++++ TRECHO FORNECIDO

João de Deus e a compulsão suicida em entregar nossa espiritualidade a charlatães
A ciência diz que o ser humano desenvolveu a linguagem para que avisássemos uns aos outros sobre perigos, isso lá nas planícies africanas há 200 mil anos. Leões, cobras, escorpiões, tribos rivais, só barra pesada. O “eu te amo” e o “nossa, como você emagreceu” só viriam muito depois.
As boas notícias como uma árvore carregada de frutas, um filete de água limpa ou um parceiro do sexo oposto eram raras e bem menos urgentes perto da quantidade de predadores que cercavam os homo sapiens.
Talvez por isso nossa linguagem tenha poucos nomes para coisas boas e muitos para coisas ruins. Deus, por exemplo. Só consigo lembrar de “Todo-Poderoso” (que posso estar escrevendo errado, já que desconheço se tem hífen e onde há maiúsculas; se errei, peço perdão, bom Deus).
Bom, já seu desafeto tem centenas de nomes, um mais criativo que o outro: tinhoso, ardiloso, satanás, capeta, belzebu, escacha-pedras, capiroto, beiçudo, lá-de-baixo, coisa-ruim, mofento, pé-de-cabra, chifrudo, rabão, demo, demonho.
Disse tudo isso porque quero comentar o caso do fazendeiro João Teixeira, que durante décadas desempenhou o papel de curandeiro no interior do estado de Goiás e também pelo mundo.
O que me espanta é como a necessidade do ser humano de encontrar uma saída fácil e instantânea para seus problemas supere o instinto de sobrevivência programado na base do nosso DNA. A linguagem apareceu para que pudéssemos evitar e colaborar para derrotar predadores.
Mas ela não é sufiente para derrotar nossa queda por figuras carismáticas que prometem o que a realidade nos provou não ser possível. Eles não apenas ganham a queda de braço com a ciência como arrebanham tantos quantos caibam em seus currais.
Há muito o que não sabemos sobre curas alternativas, sobre o poder da mente humana. Pessoalmente, acredito em milagres. Por exemplo: Não há outra maneira de explicar como o Brasil ainda existe com o brasileiro votando do jeito que vota.
Mas a espiritualidade é uma obrigação individual.
Terceirizando a responsabilidade sagrada, pessoal e intransferível de descobrir o que é a vida, para que ela serve, por que ficamos doentes, o que significa a morte, para que serve o sofrimento, colocando essas respostas na mão de um ser humano dotado de poder e influência – estamos reunindo os ingredientes para sucessivos desastres.

++++++++
++++ DADOS DISPONÍVEIS

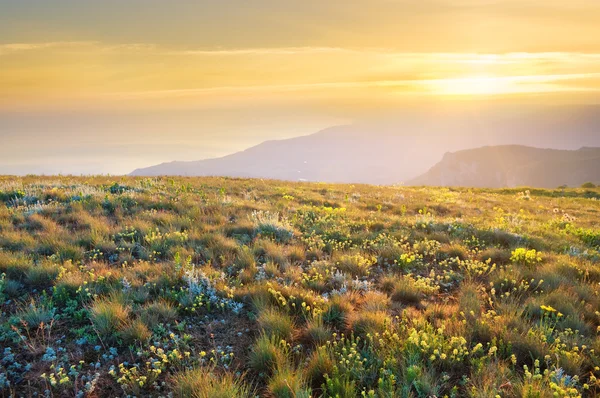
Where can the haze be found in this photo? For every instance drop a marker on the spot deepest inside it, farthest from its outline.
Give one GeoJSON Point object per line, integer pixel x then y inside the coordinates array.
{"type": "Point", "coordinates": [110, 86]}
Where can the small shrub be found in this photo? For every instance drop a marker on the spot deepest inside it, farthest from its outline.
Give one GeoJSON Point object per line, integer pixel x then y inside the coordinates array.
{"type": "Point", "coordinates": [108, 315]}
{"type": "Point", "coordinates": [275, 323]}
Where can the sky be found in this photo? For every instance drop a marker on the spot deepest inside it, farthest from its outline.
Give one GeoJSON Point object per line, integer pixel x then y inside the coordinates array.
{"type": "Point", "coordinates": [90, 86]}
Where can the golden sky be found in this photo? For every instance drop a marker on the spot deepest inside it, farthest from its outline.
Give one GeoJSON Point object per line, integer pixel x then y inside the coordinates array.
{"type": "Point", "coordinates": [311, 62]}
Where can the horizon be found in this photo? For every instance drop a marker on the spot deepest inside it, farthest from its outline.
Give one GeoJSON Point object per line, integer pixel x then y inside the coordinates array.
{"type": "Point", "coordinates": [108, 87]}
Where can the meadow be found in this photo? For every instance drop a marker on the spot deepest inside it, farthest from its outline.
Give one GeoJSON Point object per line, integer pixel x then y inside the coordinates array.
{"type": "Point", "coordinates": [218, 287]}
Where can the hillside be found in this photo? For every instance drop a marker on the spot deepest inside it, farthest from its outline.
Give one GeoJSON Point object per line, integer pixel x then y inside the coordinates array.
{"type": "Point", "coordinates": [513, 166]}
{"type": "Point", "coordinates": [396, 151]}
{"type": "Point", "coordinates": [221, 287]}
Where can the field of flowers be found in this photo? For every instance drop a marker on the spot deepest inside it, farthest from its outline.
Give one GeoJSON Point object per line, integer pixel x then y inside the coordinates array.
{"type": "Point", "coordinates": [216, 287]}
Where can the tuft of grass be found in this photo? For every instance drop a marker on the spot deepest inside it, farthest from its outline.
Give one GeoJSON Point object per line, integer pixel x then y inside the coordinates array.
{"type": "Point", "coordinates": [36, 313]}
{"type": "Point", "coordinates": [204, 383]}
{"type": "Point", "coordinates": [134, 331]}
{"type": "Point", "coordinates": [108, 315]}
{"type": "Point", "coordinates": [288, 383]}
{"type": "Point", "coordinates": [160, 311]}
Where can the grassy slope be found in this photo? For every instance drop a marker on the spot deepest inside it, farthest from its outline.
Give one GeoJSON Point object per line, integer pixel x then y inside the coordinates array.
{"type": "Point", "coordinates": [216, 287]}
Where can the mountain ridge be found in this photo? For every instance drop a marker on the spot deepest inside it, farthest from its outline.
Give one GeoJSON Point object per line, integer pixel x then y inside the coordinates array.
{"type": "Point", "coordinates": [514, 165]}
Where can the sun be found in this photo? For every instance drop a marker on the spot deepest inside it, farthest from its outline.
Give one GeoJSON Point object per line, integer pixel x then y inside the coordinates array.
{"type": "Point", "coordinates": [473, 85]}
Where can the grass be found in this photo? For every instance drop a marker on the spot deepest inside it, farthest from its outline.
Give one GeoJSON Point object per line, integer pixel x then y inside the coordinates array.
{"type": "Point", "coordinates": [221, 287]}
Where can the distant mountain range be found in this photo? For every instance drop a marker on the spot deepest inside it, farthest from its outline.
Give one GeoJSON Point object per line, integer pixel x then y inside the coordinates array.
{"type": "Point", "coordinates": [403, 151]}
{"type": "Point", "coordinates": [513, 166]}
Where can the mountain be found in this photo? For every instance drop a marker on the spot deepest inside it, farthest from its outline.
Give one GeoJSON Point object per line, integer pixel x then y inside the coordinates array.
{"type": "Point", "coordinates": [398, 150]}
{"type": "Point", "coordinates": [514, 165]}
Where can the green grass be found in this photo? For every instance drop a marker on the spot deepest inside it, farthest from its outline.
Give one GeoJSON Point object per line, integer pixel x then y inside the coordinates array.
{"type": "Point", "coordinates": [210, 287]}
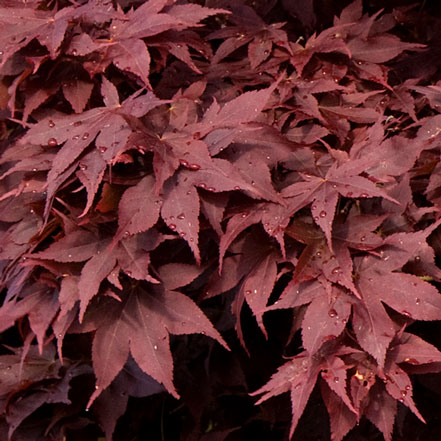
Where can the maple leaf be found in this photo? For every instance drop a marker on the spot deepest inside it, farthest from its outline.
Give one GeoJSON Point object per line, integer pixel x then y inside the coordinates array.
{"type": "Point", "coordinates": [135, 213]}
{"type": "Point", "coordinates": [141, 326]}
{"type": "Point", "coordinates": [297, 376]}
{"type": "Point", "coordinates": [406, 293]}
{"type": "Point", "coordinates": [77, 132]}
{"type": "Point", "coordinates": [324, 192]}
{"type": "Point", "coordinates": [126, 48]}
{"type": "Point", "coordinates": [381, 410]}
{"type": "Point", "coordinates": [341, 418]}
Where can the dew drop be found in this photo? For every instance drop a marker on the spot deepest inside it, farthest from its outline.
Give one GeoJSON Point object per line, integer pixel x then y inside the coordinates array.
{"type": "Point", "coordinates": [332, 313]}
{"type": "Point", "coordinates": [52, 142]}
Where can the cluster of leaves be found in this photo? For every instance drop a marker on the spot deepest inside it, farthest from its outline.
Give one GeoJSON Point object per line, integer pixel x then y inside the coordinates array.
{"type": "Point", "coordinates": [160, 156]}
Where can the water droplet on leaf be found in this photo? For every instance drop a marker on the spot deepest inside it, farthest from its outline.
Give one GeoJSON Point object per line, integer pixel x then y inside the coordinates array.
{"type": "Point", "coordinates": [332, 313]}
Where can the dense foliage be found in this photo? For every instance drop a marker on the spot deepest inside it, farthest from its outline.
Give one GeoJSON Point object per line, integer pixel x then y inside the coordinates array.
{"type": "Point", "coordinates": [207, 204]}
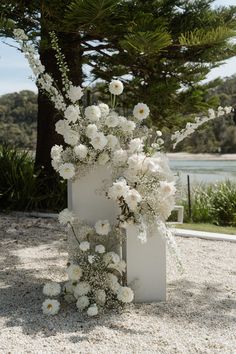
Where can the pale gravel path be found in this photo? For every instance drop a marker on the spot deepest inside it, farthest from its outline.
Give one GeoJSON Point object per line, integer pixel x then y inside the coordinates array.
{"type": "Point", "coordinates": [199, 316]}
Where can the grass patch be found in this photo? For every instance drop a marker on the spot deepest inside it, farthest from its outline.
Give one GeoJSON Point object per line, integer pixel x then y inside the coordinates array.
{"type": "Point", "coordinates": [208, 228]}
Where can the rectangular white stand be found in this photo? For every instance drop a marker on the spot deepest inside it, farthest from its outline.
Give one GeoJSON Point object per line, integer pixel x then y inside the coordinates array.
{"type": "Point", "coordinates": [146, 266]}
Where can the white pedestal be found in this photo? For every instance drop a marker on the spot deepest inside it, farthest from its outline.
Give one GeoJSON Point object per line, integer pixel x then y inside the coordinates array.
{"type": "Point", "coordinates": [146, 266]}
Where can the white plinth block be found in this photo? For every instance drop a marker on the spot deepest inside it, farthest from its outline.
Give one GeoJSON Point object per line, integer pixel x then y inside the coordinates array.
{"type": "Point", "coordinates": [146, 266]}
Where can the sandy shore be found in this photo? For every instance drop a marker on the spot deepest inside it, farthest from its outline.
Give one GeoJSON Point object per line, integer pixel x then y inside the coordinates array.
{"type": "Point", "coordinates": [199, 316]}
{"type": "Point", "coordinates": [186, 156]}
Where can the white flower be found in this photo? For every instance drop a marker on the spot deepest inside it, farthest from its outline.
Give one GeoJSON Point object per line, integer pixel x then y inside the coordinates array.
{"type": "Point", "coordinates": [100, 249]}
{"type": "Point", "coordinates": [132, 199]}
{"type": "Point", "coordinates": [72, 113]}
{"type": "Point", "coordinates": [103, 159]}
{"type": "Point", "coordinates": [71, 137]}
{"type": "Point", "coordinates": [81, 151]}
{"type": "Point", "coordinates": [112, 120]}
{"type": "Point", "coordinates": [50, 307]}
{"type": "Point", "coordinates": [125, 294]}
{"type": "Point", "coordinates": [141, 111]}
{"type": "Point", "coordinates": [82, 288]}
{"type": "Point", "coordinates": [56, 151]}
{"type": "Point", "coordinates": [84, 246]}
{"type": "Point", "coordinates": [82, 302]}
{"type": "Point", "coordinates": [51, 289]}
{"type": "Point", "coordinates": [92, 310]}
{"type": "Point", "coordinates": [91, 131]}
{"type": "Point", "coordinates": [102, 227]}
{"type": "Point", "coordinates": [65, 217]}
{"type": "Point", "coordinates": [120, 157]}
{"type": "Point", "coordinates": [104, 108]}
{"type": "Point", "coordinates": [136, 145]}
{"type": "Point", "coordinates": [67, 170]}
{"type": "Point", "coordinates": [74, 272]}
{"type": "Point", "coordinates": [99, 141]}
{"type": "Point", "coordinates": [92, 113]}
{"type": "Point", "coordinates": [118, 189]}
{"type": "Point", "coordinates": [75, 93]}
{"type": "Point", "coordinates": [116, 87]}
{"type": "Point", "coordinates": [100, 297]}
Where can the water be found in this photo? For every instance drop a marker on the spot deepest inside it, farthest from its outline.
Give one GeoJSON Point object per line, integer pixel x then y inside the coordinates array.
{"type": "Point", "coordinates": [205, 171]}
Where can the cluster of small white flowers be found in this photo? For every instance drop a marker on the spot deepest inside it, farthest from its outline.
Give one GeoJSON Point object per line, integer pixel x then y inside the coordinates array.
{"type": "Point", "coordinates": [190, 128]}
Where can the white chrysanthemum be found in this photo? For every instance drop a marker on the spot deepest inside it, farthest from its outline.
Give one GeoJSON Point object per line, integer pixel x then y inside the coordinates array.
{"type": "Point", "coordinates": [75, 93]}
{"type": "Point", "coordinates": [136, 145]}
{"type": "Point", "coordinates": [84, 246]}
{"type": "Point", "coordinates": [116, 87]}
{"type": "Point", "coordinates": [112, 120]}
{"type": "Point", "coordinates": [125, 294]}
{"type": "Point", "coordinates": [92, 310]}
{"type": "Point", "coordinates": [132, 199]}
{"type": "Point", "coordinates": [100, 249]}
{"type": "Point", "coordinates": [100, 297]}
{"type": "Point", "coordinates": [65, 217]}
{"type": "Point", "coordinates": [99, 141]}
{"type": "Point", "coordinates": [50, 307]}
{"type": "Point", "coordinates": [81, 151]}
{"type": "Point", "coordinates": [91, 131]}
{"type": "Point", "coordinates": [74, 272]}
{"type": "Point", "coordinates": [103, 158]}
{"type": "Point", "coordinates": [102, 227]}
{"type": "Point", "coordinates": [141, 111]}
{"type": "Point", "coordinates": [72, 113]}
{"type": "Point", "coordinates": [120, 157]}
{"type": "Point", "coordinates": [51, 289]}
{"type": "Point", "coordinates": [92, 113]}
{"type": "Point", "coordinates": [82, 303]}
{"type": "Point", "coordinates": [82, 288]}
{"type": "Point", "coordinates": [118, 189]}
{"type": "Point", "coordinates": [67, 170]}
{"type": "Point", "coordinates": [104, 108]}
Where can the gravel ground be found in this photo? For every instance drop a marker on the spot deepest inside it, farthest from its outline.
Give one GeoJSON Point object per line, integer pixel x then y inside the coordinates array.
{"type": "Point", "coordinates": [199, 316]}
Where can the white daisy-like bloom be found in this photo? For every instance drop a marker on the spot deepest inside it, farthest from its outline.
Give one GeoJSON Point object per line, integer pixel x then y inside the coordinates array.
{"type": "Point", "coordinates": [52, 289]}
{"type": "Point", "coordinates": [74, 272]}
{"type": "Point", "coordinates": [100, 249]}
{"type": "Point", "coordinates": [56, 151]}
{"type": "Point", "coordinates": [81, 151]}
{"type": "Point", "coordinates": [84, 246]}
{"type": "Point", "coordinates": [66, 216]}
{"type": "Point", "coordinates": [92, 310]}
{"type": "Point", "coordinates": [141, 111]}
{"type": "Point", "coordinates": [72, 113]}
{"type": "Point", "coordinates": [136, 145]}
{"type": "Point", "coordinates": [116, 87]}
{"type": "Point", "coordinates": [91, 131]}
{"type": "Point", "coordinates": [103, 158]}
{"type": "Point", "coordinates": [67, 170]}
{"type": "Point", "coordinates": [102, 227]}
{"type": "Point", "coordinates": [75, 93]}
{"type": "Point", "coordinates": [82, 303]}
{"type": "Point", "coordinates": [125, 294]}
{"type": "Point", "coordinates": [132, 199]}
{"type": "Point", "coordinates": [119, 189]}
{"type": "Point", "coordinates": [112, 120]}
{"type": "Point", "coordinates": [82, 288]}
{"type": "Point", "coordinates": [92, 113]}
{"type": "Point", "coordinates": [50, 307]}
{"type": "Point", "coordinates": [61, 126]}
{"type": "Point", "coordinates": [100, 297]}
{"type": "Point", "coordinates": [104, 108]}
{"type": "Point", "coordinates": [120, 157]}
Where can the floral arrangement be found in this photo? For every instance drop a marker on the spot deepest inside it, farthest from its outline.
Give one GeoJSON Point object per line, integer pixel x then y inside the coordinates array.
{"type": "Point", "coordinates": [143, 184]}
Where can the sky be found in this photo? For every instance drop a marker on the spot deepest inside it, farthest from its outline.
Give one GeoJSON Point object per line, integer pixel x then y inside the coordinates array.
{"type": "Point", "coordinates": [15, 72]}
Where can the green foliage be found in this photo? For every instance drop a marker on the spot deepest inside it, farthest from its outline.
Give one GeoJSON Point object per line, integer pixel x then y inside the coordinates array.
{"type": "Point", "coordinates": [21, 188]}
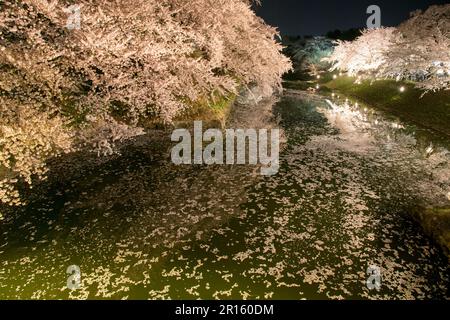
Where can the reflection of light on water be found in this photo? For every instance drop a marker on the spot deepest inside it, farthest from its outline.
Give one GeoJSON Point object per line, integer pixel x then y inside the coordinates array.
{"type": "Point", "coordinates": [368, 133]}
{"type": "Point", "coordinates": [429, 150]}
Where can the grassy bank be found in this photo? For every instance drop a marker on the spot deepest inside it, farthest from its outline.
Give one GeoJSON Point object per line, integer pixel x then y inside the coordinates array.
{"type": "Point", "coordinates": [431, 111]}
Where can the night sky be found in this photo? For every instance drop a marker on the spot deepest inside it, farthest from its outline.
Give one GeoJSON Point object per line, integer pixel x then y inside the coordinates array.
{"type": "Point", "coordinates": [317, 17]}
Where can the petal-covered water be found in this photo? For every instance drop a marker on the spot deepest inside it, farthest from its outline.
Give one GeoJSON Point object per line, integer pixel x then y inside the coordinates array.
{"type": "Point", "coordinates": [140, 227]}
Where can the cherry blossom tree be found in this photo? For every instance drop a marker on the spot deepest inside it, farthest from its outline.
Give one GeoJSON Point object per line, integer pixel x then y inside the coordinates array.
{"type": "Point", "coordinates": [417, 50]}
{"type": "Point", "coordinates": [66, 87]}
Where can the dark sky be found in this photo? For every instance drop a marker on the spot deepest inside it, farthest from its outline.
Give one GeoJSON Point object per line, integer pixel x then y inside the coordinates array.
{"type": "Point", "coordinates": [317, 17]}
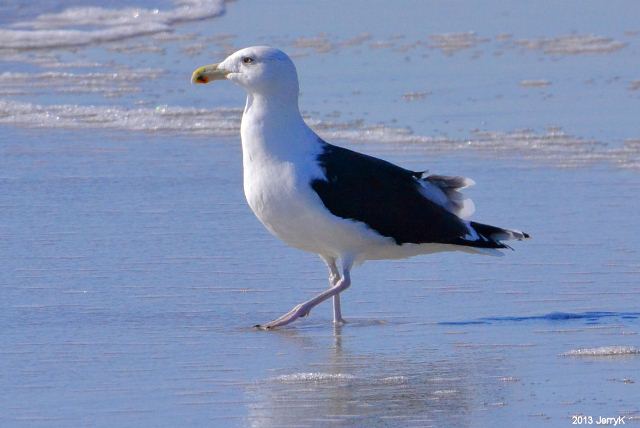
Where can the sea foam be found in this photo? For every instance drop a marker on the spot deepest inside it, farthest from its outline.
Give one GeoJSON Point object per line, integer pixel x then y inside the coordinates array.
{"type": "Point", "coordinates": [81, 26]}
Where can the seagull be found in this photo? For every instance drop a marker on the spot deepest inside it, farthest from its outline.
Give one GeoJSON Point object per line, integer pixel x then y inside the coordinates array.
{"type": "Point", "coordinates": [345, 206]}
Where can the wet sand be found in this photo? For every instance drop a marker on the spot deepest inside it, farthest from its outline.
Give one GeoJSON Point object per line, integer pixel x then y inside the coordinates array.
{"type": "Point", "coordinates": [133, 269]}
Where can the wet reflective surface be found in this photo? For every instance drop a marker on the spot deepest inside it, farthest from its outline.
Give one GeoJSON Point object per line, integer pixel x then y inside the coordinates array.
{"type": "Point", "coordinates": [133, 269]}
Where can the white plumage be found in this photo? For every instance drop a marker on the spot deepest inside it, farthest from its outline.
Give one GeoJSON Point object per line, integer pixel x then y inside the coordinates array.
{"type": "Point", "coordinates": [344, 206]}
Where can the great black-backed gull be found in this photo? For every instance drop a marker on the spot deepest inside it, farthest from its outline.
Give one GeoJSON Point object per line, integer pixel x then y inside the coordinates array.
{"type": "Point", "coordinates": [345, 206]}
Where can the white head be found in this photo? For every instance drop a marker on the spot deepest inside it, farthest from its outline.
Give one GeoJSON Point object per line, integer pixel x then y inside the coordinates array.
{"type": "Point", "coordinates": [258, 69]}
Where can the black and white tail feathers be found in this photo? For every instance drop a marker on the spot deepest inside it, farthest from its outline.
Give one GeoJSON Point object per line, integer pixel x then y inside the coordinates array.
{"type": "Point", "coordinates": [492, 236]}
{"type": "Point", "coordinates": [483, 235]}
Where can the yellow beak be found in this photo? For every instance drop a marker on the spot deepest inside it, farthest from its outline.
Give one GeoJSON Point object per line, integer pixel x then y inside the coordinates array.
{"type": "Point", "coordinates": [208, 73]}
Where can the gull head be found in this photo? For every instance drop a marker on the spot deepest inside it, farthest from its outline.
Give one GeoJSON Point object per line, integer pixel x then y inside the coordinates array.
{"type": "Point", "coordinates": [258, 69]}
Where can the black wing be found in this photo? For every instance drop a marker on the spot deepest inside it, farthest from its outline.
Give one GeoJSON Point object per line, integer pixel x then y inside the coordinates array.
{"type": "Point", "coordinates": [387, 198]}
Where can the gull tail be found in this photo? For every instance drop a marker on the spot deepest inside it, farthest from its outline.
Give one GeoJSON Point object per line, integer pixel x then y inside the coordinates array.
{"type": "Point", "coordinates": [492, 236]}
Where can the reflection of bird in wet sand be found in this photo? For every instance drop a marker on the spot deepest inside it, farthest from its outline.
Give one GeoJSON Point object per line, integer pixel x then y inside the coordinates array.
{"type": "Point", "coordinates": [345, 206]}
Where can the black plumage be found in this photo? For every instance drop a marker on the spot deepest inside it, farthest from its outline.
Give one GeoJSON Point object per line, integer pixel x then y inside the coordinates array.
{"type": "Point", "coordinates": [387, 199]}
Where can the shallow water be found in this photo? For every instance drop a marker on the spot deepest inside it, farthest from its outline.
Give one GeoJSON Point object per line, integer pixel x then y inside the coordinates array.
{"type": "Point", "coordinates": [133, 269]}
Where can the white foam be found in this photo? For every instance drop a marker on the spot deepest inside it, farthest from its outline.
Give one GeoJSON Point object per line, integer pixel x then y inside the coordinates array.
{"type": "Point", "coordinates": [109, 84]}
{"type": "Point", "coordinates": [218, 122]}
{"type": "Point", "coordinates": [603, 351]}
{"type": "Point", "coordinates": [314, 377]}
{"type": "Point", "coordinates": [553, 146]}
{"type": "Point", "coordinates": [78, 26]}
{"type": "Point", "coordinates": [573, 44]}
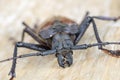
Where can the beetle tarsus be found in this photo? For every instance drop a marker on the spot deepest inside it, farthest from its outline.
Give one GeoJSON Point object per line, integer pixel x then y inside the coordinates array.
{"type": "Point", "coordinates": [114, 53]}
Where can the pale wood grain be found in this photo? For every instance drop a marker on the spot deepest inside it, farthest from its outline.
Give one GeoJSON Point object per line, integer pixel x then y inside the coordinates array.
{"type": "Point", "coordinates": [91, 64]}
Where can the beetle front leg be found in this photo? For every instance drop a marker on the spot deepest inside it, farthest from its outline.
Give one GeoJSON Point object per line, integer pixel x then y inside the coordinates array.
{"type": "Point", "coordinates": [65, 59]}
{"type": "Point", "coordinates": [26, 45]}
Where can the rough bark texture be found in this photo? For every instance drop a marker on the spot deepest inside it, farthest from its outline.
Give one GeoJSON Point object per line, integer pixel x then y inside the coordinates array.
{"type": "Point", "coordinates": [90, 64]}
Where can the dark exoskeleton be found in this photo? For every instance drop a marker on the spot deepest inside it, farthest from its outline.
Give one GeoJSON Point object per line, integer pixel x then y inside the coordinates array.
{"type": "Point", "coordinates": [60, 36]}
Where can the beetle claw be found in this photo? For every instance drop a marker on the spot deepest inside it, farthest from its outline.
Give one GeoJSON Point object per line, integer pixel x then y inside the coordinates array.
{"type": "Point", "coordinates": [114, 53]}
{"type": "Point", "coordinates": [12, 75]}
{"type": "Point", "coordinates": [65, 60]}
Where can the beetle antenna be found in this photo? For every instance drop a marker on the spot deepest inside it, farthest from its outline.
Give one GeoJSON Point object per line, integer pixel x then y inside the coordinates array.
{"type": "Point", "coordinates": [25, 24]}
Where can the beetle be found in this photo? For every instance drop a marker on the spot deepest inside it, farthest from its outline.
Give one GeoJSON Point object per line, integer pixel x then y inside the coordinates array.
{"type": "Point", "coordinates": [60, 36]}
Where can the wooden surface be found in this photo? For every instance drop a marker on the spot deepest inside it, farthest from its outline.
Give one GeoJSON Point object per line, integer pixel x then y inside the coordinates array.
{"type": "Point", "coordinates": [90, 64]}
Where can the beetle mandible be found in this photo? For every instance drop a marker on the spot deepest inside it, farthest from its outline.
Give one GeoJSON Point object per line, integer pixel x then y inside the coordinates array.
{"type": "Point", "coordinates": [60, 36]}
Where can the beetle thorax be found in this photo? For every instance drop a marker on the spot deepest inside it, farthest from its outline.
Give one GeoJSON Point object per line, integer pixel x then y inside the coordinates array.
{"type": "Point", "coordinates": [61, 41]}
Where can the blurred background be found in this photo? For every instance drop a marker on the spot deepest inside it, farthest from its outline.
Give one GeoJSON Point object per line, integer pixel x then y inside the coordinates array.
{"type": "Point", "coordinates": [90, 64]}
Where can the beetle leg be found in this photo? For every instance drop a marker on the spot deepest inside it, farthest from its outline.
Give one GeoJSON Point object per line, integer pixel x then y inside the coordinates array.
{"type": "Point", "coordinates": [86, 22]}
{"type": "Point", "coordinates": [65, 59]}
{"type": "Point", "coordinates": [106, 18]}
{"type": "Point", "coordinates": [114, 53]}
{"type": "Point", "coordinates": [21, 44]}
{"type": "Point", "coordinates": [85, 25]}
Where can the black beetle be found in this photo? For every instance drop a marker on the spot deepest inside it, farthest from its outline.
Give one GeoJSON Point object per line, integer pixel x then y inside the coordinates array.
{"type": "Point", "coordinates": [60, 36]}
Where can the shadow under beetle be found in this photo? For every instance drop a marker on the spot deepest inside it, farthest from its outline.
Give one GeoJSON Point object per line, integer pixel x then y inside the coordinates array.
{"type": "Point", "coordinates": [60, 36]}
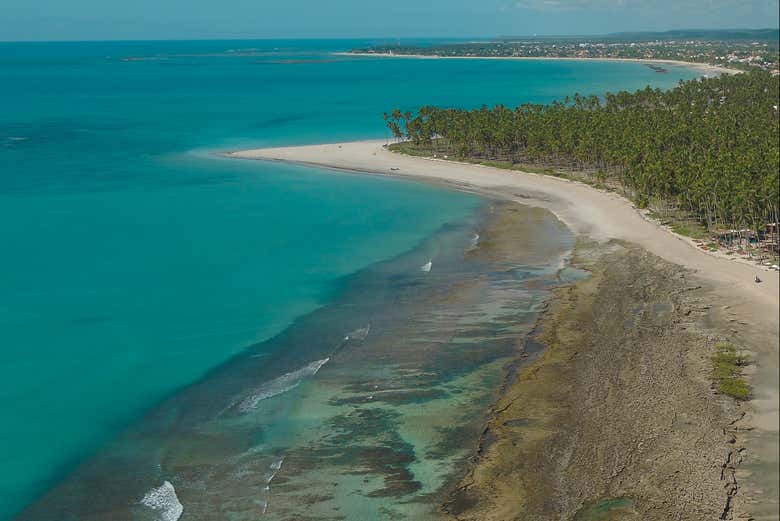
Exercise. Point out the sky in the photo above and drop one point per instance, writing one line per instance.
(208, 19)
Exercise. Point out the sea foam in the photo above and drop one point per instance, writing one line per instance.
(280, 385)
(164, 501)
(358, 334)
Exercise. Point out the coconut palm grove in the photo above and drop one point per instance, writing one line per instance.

++++++++

## EXERCÍCIOS PROPOSTOS
**1)** Transcreva o trecho do texto sobre João de Deus começando em "As boas notícias" e seguindo até "perdão, bom Deus).".
**2)** Dê continuidade ao texto sobre João de Deus a partir da última frase apresentada.

## SUAS RESPOSTAS
**1)**
As boas notícias como uma árvore carregada de frutas, um filete de água limpa ou um parceiro do sexo oposto eram raras e bem menos urgentes perto da quantidade de predadores que cercavam os homo sapiens.
Talvez por isso nossa linguagem tenha poucos nomes para coisas boas e muitos para coisas ruins. Deus, por exemplo. Só consigo lembrar de “Todo-Poderoso” (que posso estar escrevendo errado, já que desconheço se tem hífen e onde há maiúsculas; se errei, peço perdão, bom Deus).

**2)**
Fatalmente, um desses curandeiros, gurus descolados, padres e pastores populares será um psicopata que destrói centenas de vidas sem trocar a expressão do rosto. Chega de mitos.
(Um parêntese. Demorei muito a escrever isso aqui. Minha vontade mesmo era gritar um som feio e grosso, que se transformasse em choro convulsivo quase imperceptivelmente. É esse o tamanho da dor que sinto pelo desastre que João Teixeira causou na vida de mais de 300 mulheres.)
Não bastaram os milhares de padres católicos que molestaram crianças pelo mundo, pastores estupradores todos os dias no noticiário brasileiro, os gurus do andar de cima do estrato social que incluem estupro em seus receituários espirituais….
Temos muitas, muitas palavras para o capeta, aquele que escraviza almas e as tortura para a eternidade. Um deles, no Brasil, anotem aí dicionaristas, será “João”. Sobrenome: “de Deus”.
A espiritualidade – que para mim é a habilidade de encontrar dentro de si as ferramentas para viver em paz e harmonia; outras pessoas chamam isso de Deus – pode ser explorada entre pares. Pares iguais, irmãos, colaboradores.
Vamos falar sobre nossa dor, vamos pedir milagres, mas vamos nos abrir entre pares, não a ilusionistas que usam miúdos de galinha para fingir tirar um tumor de barrigas e que destroem vidas de mulheres em salas fechadas.